■ Excerpted text:
§ §
BACKGROUND AND MATERIAL PROCEEDINGS BELOW 
L. Lawton Rogers, III and Joseph Killeen shared a 
successful law practice in the partnership of Rogers & Killeen 
until Killeen’s death in 1998.  Rogers thereafter continued the 
practice as a sole proprietorship with Mark C. Comtois, D. 
Joseph English, and Patrick D. McPherson, who had been hired as 
associates between 1996 and 1998.  In December 1999, Rogers 
approached the three associates (collectively, “the Plaintiffs”) 
to form a new partnership that retained the name Rogers & 
Killeen (“the Firm”).  The Plaintiffs agreed and the four 
attorneys signed a partnership agreement backdated to April 1, 
1999. 
Paragraph 3.2 of the partnership agreement required “[e]ach 
Partner [to] deposit to the account of the Firm an equal share 
of the capitalization of the Firm and the financial records of 
 
2 
the Firm shall reflect the Capital Account of each Partner 
individually.”  Paragraph 3.1 provided that “[t]he 
capitalization of the Firm may be referred to in accounting 
records and balance sheets as ‘Net Worth’, ‘Capital Accounts’ or 
‘Partner’s Equity’.” 1  (Id.) Paragraph 3.3 required each partner 
to make his capital contribution within five days of a call for 
capital and Paragraph 3.4 provided that any partner who failed 
to do so would be in default, thereby losing his right to 
participate in the management of the Firm and subjecting himself 
to possible expulsion.  Paragraph 3.5, captioned “Interest On 
Capital Contributions,” provided that interest would be paid on 
each partner’s equity in the firm.  Specifically, it stated: 
To encourage the adequate capitalization of the 
Firm and the interest of the Partners in the 
financial success of the Firm which will 
accompany the investment by each Partner of 
capital in the Firm, the Firm shall pay to each 
Partner on the last day of each calendar month as 
interest a sum equal to one percent (1%) of such 
Partners’s [sic] Capitol [sic] Account during 
that month.  Interest shall be paid 
notwithstanding the fact that the payment thereof 
shall reduce the cash available to the Firm and 
trigger a new call for capital. 
 
                                                 
 
1 In addition to the account into which each partner 
deposited his capital contribution, representing his equity in 
the Firm, Paragraph 7.4 of the partnership agreement provided 
that each partner would have an income account.  That paragraph 
also provided that overdrawn capital and income accounts “shall 
be considered by the Firm as accounts receivable”; conversely, 
underdrawn accounts “shall be considered by the Firm as accounts 
payable.”
§ §
■ Aim A:
Reproduce word for word the lines of the records that run between the line containing "query (the noun phrase to segment): swimming" and the end of the records, inclusive.
§ §
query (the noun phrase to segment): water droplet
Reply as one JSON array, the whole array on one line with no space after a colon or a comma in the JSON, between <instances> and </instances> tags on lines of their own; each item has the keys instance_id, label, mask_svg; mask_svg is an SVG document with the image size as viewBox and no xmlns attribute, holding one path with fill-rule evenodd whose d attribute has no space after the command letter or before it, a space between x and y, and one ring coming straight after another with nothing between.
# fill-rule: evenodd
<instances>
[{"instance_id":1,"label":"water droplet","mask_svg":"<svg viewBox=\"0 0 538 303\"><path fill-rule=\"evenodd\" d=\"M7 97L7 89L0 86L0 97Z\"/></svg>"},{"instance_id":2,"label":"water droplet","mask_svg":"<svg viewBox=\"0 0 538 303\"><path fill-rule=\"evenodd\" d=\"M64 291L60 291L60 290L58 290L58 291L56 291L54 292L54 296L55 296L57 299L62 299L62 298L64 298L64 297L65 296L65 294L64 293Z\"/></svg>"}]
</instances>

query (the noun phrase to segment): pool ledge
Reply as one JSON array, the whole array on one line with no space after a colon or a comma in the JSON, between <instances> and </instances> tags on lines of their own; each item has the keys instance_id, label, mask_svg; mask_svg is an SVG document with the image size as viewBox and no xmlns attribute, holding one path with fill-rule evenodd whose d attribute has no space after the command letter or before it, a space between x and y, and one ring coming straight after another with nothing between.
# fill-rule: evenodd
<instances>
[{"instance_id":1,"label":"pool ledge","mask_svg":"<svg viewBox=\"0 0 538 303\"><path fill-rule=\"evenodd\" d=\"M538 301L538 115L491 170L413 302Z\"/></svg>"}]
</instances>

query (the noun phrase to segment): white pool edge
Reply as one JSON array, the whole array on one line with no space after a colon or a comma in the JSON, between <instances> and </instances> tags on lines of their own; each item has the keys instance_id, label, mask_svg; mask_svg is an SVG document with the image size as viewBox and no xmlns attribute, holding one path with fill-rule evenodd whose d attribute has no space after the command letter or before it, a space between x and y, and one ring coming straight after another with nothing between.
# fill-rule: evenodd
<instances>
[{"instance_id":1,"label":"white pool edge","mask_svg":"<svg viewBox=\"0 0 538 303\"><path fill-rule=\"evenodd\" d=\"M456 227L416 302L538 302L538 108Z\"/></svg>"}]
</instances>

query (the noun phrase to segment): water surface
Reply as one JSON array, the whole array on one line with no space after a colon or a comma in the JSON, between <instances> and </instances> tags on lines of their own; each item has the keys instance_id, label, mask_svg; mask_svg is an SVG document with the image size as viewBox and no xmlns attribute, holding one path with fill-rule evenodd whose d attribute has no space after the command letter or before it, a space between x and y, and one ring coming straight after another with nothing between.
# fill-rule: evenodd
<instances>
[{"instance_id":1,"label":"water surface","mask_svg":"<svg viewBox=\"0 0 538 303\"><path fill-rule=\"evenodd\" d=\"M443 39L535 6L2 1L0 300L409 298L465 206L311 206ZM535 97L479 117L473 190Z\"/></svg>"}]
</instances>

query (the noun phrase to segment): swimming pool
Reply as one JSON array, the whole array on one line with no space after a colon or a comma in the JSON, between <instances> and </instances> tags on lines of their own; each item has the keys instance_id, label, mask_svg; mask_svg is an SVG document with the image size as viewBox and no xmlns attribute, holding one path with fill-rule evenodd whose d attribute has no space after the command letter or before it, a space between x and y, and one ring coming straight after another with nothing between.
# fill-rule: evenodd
§ §
■ Aim B:
Quote the passage of the law partnership text between "BACKGROUND AND MATERIAL" and "C. Comtois, D.", inclusive.

■ Worked solution A:
query (the noun phrase to segment): swimming pool
Reply as one JSON array, the whole array on one line with no space after a colon or a comma in the JSON, between <instances> and </instances> tags on lines of their own; each item has the keys instance_id, label, mask_svg; mask_svg is an SVG document with the image size as viewBox and no xmlns attribute, holding one path with fill-rule evenodd whose d attribute has no space after the command letter or before it, a space between x and y, and one ring coming straight after another with nothing between.
# fill-rule: evenodd

■ Worked solution B:
BACKGROUND AND MATERIAL PROCEEDINGS BELOW 
L. Lawton Rogers, III and Joseph Killeen shared a 
successful law practice in the partnership of Rogers & Killeen 
until Killeen’s death in 1998.  Rogers thereafter continued the 
practice as a sole proprietorship with Mark C. Comtois, D.